What you need to do: Copy the entries from the start through the line containing "[261, 182, 287, 195]", with "photograph" changed to "image" and nothing else altered.

Task material:
====
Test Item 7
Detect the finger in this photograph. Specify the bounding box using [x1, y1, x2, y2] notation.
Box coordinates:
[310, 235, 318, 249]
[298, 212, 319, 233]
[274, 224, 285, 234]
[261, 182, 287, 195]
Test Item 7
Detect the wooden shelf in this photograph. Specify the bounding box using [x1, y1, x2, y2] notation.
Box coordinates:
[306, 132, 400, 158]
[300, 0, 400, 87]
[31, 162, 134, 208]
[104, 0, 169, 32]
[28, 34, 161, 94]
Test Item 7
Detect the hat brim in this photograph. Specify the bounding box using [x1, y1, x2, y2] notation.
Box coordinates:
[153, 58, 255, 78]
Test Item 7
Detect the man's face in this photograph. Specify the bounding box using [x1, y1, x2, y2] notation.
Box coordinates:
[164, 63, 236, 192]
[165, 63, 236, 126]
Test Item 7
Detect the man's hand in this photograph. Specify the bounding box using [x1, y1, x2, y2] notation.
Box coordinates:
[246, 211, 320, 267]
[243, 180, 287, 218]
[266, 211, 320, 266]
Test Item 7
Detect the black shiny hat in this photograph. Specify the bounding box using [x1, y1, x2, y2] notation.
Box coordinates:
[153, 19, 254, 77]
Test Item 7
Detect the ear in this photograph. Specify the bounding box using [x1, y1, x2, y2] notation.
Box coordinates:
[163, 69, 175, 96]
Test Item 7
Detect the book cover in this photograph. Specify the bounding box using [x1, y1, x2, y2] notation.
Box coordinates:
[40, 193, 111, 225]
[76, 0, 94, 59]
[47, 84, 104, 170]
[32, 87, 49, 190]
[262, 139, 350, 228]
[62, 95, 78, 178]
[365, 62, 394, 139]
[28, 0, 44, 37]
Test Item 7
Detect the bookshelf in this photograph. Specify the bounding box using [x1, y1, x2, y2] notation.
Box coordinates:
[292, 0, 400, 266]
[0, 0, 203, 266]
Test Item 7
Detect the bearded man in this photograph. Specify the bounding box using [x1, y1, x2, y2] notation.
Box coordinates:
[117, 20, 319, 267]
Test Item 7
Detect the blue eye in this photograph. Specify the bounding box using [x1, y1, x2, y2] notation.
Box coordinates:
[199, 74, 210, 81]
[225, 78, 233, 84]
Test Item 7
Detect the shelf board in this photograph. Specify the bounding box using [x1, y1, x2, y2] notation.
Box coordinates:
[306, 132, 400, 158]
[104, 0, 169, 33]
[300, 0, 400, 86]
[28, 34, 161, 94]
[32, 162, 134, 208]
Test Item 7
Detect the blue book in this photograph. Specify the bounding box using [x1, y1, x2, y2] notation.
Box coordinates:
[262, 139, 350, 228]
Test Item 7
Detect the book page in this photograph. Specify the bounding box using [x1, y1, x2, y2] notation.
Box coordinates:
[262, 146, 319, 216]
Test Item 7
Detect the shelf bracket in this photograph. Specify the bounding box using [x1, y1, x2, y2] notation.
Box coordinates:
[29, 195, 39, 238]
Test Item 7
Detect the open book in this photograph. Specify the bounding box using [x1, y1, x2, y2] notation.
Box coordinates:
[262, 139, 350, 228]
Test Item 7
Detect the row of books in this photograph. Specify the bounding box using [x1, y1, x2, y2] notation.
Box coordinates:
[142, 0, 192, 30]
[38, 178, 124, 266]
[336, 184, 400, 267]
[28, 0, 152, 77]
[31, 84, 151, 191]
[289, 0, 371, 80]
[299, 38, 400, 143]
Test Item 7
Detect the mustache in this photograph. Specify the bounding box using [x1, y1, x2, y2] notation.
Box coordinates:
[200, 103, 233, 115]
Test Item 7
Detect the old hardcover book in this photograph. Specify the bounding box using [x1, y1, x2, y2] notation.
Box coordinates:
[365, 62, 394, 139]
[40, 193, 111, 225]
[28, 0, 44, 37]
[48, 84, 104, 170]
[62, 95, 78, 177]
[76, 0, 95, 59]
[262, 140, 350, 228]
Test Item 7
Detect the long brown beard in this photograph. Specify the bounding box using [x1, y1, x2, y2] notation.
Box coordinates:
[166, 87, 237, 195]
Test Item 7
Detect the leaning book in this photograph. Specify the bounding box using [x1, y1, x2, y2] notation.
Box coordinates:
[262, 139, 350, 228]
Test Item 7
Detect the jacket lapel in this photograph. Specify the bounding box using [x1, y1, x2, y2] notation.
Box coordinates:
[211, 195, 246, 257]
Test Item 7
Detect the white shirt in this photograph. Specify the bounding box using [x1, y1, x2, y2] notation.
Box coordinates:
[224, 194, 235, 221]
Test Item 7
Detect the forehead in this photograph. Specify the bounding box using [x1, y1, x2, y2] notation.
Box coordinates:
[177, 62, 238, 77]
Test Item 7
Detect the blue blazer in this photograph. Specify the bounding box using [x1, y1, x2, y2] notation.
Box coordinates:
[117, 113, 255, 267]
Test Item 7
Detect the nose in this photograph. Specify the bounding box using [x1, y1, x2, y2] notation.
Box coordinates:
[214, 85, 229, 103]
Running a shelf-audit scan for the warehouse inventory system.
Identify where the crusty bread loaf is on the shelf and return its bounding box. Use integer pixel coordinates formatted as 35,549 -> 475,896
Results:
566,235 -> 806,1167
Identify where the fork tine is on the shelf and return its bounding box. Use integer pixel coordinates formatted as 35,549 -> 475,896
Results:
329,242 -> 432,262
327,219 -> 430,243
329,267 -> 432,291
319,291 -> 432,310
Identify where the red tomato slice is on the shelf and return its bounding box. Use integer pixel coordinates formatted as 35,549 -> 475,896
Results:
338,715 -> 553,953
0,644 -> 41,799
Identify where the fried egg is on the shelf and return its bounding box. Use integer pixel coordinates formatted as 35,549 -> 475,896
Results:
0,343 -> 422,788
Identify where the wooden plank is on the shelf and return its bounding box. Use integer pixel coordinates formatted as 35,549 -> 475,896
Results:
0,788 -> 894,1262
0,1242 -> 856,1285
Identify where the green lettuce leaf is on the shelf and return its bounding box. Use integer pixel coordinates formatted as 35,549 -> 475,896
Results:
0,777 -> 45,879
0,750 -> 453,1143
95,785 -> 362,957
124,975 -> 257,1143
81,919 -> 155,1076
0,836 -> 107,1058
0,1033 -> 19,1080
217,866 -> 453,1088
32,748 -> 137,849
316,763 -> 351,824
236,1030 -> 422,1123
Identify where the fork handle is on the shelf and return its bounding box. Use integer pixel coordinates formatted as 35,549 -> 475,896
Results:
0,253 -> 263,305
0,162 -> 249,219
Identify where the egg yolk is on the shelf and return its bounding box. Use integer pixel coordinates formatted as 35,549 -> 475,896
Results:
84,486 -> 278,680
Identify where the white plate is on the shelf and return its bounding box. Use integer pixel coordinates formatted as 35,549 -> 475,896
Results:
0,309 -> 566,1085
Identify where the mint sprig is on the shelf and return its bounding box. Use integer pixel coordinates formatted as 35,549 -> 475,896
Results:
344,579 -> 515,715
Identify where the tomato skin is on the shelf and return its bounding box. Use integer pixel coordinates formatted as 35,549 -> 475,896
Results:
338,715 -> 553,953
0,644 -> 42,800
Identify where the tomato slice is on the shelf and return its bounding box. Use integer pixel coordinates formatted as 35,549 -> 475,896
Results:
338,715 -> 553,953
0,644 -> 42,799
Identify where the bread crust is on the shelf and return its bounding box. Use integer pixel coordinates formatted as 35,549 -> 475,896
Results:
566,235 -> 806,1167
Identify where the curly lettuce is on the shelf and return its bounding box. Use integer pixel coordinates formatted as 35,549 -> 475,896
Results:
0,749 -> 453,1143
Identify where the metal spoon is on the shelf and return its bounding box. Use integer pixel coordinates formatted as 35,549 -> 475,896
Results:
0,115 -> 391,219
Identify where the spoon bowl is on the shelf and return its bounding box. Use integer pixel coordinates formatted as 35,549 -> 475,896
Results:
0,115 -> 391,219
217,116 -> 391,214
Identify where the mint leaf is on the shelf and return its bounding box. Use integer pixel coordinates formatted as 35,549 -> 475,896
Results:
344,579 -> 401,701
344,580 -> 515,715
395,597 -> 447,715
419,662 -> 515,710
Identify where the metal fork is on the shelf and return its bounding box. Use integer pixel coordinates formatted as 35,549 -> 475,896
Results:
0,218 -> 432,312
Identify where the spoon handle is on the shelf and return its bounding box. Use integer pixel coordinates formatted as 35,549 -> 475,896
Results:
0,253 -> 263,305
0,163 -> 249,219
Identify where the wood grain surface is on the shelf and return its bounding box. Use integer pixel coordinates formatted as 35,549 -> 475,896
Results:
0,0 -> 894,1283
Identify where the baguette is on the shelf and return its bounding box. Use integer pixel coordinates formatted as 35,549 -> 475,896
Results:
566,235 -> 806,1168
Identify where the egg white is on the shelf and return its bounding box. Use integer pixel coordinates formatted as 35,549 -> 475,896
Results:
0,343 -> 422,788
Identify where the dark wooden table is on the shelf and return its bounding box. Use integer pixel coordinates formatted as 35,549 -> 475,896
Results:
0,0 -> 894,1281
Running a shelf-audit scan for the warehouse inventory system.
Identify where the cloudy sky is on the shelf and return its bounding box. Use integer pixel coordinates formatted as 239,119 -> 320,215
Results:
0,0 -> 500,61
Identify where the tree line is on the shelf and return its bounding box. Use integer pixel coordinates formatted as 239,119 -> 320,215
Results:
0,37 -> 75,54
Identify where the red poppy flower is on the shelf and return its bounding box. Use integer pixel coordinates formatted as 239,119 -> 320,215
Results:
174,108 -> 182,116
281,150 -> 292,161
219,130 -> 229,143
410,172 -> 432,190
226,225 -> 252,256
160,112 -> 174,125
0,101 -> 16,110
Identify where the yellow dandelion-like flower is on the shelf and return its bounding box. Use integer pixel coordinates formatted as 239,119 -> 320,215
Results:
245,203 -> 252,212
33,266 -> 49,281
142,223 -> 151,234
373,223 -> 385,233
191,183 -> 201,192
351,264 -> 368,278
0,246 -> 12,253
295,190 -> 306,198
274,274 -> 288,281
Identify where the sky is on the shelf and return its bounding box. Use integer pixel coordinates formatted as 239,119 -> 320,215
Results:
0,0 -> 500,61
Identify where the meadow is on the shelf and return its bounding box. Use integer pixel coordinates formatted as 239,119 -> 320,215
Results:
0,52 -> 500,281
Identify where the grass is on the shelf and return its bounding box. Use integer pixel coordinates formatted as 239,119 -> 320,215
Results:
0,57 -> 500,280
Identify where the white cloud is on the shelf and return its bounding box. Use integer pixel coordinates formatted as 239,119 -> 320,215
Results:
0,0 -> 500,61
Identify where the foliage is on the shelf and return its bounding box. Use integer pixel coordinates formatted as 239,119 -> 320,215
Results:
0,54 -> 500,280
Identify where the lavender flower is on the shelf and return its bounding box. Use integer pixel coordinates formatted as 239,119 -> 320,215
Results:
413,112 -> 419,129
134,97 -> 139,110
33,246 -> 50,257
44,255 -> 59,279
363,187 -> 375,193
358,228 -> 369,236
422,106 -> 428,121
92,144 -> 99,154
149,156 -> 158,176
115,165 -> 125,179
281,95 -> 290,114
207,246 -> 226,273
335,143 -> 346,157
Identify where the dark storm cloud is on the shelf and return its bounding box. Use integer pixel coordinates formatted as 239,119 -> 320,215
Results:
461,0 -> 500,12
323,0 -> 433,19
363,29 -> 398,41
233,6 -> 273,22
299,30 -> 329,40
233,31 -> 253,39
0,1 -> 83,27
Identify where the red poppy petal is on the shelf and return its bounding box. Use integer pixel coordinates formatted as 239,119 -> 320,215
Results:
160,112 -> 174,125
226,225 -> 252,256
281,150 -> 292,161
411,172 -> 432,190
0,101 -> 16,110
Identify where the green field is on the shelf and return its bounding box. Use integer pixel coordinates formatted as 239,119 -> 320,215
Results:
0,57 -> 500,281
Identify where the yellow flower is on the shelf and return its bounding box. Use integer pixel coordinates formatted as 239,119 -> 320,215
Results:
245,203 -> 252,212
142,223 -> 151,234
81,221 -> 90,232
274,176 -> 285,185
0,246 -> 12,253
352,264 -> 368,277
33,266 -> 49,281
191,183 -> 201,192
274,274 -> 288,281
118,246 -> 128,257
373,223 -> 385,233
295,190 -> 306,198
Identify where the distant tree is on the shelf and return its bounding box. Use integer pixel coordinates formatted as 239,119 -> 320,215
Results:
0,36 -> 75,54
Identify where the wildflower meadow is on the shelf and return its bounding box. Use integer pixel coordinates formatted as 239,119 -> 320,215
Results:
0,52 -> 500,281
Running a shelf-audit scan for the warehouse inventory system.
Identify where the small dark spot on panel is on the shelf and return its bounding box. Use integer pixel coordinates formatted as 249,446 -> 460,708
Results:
====
Answer for the task:
Test Item 7
Detect the finger in this image. Specify the bounding box using [x1, y1, x2, y2] notation.
Box coordinates:
[310, 235, 318, 249]
[298, 212, 319, 233]
[274, 224, 285, 234]
[261, 182, 287, 195]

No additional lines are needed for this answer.